==== Brano ====

Nel corridoio che ho davanti c'è un bel via vai tra porte che si aprono e si chiudono, gente che ride in maniera vistosa e pazienti che escono dalle porte chiuse con buste di ghiaccio sintetico sulle guance e uno via l'altro si infilano nel bagno alla mia destra. Suppongo per smadonnare senza essere visti.
Dopo 20 minuti di attesa in piedi, mentre la pin-up va su e giù per le stanze sculettando a profusione, da una porta esce una dottoressa che chiama il mio nome. Occhio, il nome ho detto, non il cognome. Ma chi ti conosce. La dottoressa, presumo, scusandosi dell'attesa mi dice che porta un po' di ritardo. Le chiedo "Scusi, quanto?", mi risponde "C'è da aspettare almeno un'oretta, mi spiace... non prendo io gli appuntamenti". Penso che magari lesinando chiacchierate e risatine avrebbe potuto dispiacersi meno ed essere più puntuale. Ma a quel punto, sollevata per avere un valido motivo per darmela a gambe, ringrazio, saluto e finalmente imbocco la porta d'ingresso e scappo via, felice di essere finalmente uscita da quella suburra da incubo. Per mezz'ora ho creduto di essere in un film su una realtà distopica, anzi no, sembra Pleasantville. Confesso di essermi perfino guardata in giro per capire se ci fossero videocamere per girare una candid.

====

# Azioni richieste
(1) Nel brano, elenca le azioni compiute da chi racconta nella frase che comincia con "Ma a quel punto".
(2) Raccogli, per favore, ogni riga delle voci che contiene la stringa "mitre".

==== Insieme di dati ====

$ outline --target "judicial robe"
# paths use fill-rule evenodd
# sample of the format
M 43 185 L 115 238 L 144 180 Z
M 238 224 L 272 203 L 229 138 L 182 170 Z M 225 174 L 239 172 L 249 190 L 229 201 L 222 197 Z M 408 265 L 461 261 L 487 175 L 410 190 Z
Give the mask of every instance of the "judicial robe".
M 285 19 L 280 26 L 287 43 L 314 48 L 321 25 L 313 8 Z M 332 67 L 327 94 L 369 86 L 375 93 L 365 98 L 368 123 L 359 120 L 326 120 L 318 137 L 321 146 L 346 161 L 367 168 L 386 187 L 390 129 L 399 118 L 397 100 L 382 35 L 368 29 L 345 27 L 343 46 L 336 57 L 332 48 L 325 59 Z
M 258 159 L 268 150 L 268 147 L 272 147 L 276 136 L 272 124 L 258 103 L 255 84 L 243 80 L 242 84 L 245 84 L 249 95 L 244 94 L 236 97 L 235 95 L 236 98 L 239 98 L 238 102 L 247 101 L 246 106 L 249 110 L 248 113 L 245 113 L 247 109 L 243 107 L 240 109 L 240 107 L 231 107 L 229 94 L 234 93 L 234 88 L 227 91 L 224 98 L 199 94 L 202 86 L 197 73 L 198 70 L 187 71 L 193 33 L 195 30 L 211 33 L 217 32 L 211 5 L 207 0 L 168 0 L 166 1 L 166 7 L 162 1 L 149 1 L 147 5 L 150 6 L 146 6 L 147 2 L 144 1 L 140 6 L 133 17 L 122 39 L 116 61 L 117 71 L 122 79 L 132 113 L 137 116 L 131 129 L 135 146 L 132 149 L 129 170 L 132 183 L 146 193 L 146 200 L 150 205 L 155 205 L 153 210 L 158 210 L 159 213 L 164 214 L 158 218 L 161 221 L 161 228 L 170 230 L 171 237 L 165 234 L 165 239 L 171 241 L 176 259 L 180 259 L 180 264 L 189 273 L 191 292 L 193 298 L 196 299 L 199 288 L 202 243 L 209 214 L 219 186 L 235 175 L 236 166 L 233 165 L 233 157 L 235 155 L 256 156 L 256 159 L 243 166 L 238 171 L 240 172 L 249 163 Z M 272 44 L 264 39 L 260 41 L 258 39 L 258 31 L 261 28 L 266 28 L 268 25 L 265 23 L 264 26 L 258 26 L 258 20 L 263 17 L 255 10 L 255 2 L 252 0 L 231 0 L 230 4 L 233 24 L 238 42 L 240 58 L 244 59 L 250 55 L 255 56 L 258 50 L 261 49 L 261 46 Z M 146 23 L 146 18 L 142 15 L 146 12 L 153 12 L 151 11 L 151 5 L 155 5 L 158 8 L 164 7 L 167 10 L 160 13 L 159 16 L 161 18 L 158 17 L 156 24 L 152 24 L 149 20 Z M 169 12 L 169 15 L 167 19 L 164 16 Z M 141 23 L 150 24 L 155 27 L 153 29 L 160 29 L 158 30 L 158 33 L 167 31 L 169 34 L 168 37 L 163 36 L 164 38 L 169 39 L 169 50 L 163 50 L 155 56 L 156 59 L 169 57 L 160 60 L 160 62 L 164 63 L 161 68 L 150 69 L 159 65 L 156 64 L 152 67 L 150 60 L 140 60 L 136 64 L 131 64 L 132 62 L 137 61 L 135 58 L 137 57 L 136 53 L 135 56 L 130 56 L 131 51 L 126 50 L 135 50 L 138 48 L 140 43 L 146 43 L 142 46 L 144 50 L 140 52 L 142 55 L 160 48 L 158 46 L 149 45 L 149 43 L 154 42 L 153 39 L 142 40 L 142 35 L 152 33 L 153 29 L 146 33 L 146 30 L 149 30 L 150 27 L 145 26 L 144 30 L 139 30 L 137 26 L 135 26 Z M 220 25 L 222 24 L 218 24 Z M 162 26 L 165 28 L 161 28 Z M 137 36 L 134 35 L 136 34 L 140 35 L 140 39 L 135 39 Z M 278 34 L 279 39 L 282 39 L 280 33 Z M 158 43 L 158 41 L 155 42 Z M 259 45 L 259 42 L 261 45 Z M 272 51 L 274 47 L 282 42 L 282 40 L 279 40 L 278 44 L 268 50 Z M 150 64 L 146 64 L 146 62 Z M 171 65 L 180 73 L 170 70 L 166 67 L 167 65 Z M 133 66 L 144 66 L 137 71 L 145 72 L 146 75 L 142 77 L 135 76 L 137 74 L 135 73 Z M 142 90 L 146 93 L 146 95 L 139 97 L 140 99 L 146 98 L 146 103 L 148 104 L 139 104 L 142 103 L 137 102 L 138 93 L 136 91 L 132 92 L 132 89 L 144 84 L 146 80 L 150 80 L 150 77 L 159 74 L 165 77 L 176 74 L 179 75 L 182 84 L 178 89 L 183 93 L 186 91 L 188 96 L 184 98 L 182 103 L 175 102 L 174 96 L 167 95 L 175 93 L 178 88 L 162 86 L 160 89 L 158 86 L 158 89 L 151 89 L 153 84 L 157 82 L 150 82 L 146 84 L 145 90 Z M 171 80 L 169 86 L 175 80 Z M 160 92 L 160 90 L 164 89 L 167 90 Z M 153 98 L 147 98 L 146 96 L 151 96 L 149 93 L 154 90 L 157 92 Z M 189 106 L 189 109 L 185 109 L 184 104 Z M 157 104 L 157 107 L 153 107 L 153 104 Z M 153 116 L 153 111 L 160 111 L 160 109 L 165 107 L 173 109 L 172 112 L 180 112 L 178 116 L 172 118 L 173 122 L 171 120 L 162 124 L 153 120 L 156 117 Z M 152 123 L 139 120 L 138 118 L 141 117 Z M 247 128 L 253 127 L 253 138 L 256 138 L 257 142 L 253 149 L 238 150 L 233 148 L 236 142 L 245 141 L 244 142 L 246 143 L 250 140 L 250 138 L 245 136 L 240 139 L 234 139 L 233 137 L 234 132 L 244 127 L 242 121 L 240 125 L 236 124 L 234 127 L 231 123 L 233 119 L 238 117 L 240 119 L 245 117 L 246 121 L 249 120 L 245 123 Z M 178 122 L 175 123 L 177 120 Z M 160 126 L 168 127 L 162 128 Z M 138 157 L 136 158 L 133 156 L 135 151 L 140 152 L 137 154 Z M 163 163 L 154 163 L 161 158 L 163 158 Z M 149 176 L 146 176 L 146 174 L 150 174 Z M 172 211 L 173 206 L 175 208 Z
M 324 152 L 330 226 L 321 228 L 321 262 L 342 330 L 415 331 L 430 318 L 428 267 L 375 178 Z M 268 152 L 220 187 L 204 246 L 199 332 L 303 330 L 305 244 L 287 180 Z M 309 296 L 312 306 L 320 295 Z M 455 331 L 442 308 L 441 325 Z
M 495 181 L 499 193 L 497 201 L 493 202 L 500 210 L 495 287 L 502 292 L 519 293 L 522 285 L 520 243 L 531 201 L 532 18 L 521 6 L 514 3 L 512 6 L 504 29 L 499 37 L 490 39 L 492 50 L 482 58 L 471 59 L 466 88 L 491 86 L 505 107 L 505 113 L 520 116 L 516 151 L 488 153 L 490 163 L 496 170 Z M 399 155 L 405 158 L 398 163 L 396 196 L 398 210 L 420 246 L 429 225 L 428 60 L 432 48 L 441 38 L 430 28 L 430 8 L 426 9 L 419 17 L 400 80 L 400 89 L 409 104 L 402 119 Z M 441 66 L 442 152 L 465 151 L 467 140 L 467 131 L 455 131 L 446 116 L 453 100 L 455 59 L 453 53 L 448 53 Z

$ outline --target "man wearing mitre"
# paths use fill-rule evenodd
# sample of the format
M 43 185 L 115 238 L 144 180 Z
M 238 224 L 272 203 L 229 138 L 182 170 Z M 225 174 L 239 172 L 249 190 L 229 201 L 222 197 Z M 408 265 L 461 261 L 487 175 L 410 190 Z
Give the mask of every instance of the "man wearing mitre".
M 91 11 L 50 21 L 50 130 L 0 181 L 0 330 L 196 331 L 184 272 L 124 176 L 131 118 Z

====

# Risposte
(1) ringrazio; saluto; imbocco la porta d'ingresso; scappo via

(2)
$ outline --target "man wearing mitre"
Give the mask of every instance of the "man wearing mitre".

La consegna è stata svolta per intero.